# Short Shorts



## TP_Mantis (Jan 20, 2009)

My wife is complaining about the tan line from her cycling shorts. 
Are there any short shorts with a cycling chamois?

I see Tri Shorts that are shorter but a minimal chamois for shorter rides (and running) which would mean she wouldn't be as comfortable and ride as far, which means she wouldn't get as tan... does this seem backwards to me?

thanks for the help


----------



## fsgray (May 31, 2006)

The chamois in tri shorts is fine unless you're doing a century or something, IMO.


----------



## TP_Mantis (Jan 20, 2009)

Anything for a century? We did one on Saturday and my ass hurt with a good chamois, can't imagine doing that in a tri short


----------



## Loraura (Jun 30, 2008)

How about using sunblock to prevent the tan alltogether?


----------



## ragweed (Jan 2, 2009)

My wife asked me for the exact opposite this morning -- she wants to know if there are any brands of cycling shorts that are long and would cover most of her upper legs? She doesn't want knickers because they might be too warm (we live in SoCal) and she wants to minimize applying sun screen because she only MTB's on trails and doesn't like dirt sticking to her legs. Any recommendations?


----------



## Raquel Rides (Aug 9, 2007)

how about http://athleta.gap.com/browse/product.do?cid=46732&vid=1&pid=689482

these are short on
and athleta has nice racer back tops, the material lasts, still like-new after 30+ washings


----------

Pointing dataset records:
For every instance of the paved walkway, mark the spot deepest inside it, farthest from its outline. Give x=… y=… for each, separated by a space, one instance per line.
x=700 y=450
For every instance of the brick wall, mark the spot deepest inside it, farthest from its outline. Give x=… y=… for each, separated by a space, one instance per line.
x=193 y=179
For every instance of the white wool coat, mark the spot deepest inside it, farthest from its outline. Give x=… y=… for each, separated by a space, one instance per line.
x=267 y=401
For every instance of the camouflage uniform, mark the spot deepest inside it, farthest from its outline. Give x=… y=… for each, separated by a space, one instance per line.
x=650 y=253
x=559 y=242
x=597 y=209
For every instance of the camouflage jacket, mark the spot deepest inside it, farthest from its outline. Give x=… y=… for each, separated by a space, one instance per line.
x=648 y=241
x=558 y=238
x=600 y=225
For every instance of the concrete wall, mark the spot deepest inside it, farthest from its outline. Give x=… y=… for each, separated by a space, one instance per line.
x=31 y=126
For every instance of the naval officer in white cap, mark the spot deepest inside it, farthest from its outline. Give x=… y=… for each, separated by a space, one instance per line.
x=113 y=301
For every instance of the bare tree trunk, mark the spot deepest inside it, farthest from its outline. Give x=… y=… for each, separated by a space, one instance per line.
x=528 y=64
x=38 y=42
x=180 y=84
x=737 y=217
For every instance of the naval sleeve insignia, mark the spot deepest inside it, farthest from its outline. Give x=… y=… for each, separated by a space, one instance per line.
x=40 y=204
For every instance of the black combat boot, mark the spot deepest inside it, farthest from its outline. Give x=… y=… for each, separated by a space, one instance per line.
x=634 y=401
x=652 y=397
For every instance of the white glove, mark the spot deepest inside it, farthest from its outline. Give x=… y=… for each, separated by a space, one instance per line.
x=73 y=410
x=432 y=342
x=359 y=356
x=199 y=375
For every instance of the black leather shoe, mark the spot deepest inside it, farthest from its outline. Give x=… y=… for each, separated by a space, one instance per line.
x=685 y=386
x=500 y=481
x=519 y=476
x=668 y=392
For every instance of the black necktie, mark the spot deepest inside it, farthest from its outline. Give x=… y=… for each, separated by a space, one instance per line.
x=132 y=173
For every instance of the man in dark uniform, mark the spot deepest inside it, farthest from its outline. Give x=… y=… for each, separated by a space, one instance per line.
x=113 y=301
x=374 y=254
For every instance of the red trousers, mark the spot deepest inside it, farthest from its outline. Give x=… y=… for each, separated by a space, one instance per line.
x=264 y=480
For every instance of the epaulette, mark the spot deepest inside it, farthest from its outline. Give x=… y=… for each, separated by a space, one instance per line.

• _WRITTEN INSTRUCTION 1_:
Reproduce word for word everything in the cycling shorts thread from "My wife asked" down to "(Aug 9, 2007)".
• _WRITTEN INSTRUCTION 2_:
Quote exactly everything in the records from the line containing "For every instance of the black leather" down to the end of the records.

• _CORRECT ANSWER 1_:
My wife asked me for the exact opposite this morning -- she wants to know if there are any brands of cycling shorts that are long and would cover most of her upper legs? She doesn't want knickers because they might be too warm (we live in SoCal) and she wants to minimize applying sun screen because she only MTB's on trails and doesn't like dirt sticking to her legs. Any recommendations?


----------



## Raquel Rides (Aug 9, 2007)

• _CORRECT ANSWER 2_:
For every instance of the black leather shoe, mark the spot deepest inside it, farthest from its outline. Give x=… y=… for each, separated by a space, one instance per line.
x=685 y=386
x=500 y=481
x=519 y=476
x=668 y=392
For every instance of the black necktie, mark the spot deepest inside it, farthest from its outline. Give x=… y=… for each, separated by a space, one instance per line.
x=132 y=173
For every instance of the man in dark uniform, mark the spot deepest inside it, farthest from its outline. Give x=… y=… for each, separated by a space, one instance per line.
x=113 y=301
x=374 y=254
For every instance of the red trousers, mark the spot deepest inside it, farthest from its outline. Give x=… y=… for each, separated by a space, one instance per line.
x=264 y=480
For every instance of the epaulette, mark the spot deepest inside it, farthest from its outline. Give x=… y=… for each, separated by a space, one instance per line.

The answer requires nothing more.